▸ Stated goal A
Set out the entries that come after the essay as a numbered list, skipping blank lines and leaving the pictures out.
***** Quoted text
Just the other week, a young man ambushed me as I was strolling from Makerere University.
His pitch was simple and direct, he wanted me to immediately join him for a Bible study and if not, leave him with my phone contact.
Curious, I asked him which church he went to, a curiosity he responded to so casually as I also expressed my reluctance to participate in yet another spiritual endeavor outside a local church, in this case, a certain Korean NGO.
Unbeknownst to him, he had approached me the same aggressive way weeks before with the same pitch to join this Bible study.
In that first encounter, he’d even challenged me that if I was indeed content with the sufficient bible knowledge I claimed. I needed to give him an answer to the “spiritual meaning of a tree”, to which I almost sarcastically asked back, “well, what’s the spiritual meaning of leaves?”
But that was not the saddest part, the saddest part was my reflection of how many zealous believers in this country are too mobile to settle down, commit and remain faithful to a congregation. Know others and be known too.
Unlike in the early church, most modern Christian pilgrimage (literally speaking) is not compelled by persecution but by a consumer attitude (and often unmet spiritual hunger)
But since there is also a lot of spiritual merchandising in Uganda too lately, Church events that promise to meet the most ‘felt’ needs often earn our next presence.
**********
▸ Stated goal B
Carry on the essay about restless churchgoing in Uganda, starting after its last sentence.
***** Records for this exercise
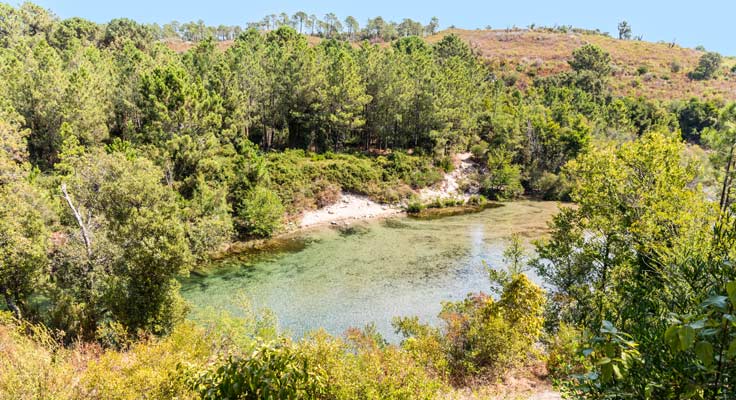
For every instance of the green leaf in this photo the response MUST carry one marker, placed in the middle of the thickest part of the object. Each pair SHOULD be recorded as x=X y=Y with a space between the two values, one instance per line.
x=603 y=361
x=687 y=337
x=671 y=337
x=731 y=290
x=732 y=349
x=717 y=301
x=617 y=372
x=704 y=351
x=608 y=328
**********
▸ Result A
1. For every instance of the green leaf in this photo the response MUST carry one marker, placed in the middle of the thickest part of the object. Each pair SHOULD be recorded as x=X y=Y with a space between the two values, one instance per line.
2. x=603 y=361
3. x=687 y=337
4. x=671 y=337
5. x=731 y=290
6. x=732 y=349
7. x=717 y=301
8. x=617 y=372
9. x=704 y=351
10. x=608 y=328

▸ Result B
Unable to endure under any spiritual accountability or authority, we move from congregation to congregation long enough to say hi and short enough to close off any curiosity as to whether we may be sleeping with the boyfriend, or girlfriend.
As a result, the church’s pivotal role in discipleship and evangelism is defeated by believers often on the go, ironically.
According to 2 Tim 4:3, The search for the next spiritual high is characteristic of a people with itching ears. As Paul explains to Timothy, it’s often when we can’t endure sound doctrine that we also continue to accumulate “teachers to suit our desires.”
Nowhere does the entire New Testament model mobile believers (except for church planters and the persecuted), in fact, ordinances like holy communion and baptism, even church discipline are not partaken in transit.
The rise of a massive self-styled Christian enterprise in Uganda (run by equally eccentric entrepreneurs) means spiritual nomads will always be among us.
But if the church is the only institution God has given his word to build (Matt 16:18) then we better stop the spiritual loitering, settle, find a church and be part of what God is doing.
Or shall we?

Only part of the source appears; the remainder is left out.